▶ **EXCERPT**:
The Weyerhaeuser Veterans of Foreign Wars Post 5780 celebrated its Diamond Jubilee Anniversary Saturday, marking 75 years since it was first mustered just months after the official end of World War II.
More than 50 people assembled for the special event held at the post’s headquarters in the village. The day included remarks from federal, state and local dignitaries as well as the presentation of a special proclamation.
Those in attendance walked the hall, viewing pictures, sharing stories and remembering the past since the post assembled on March 22, 1946.
The post was initiated with 56 charter members. Of that group, 10 served in World War I. Of that group, only one charter member remains. He is Wallace Checkalski.
“We put a lot of effort into it,” said Checkalski, 99.
Post Commander Tom Bush encouraged guests to look over the pictures and memorabilia around the hall. He credited the post’s charter members for their hard work.

▶ **TASKS TO COMPLETE**:
a. In the VFW post anniversary article, how many charter members did the post start with?
b. Quote the stretch of the VFW post anniversary article from "The Weyerhaeuser Veterans" through "March 22, 1946.".

▶ **COLLECTED DATA**:
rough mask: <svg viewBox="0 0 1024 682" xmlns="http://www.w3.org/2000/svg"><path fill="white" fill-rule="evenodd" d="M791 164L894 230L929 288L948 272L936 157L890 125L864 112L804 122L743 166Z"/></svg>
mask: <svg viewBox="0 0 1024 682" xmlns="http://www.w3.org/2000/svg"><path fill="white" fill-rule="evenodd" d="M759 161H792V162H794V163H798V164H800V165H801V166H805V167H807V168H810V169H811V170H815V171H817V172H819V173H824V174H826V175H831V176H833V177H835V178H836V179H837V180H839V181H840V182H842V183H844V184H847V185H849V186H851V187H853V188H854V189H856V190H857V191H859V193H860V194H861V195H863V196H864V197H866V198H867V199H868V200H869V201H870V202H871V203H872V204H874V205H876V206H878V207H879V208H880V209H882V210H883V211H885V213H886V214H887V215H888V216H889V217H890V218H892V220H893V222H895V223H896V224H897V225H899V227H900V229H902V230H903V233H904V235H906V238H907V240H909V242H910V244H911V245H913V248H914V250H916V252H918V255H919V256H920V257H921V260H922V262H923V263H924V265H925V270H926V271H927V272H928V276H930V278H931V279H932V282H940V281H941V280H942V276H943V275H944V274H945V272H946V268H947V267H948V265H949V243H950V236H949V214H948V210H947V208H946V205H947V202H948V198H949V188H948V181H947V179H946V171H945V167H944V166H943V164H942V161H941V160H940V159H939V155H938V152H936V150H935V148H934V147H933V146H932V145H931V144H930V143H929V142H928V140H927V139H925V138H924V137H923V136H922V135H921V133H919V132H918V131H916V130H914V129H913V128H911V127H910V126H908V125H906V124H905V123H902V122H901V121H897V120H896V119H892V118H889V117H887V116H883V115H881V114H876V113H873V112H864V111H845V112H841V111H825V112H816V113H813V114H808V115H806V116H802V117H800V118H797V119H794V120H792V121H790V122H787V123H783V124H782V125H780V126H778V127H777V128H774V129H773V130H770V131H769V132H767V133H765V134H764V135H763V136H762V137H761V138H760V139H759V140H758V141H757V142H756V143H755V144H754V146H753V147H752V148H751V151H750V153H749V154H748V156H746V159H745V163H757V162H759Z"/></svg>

▶ **YOUR WRITTEN ANSWERS**:
a. 56

b.
The Weyerhaeuser Veterans of Foreign Wars Post 5780 celebrated its Diamond Jubilee Anniversary Saturday, marking 75 years since it was first mustered just months after the official end of World War II.
More than 50 people assembled for the special event held at the post’s headquarters in the village. The day included remarks from federal, state and local dignitaries as well as the presentation of a special proclamation.
Those in attendance walked the hall, viewing pictures, sharing stories and remembering the past since the post assembled on March 22, 1946.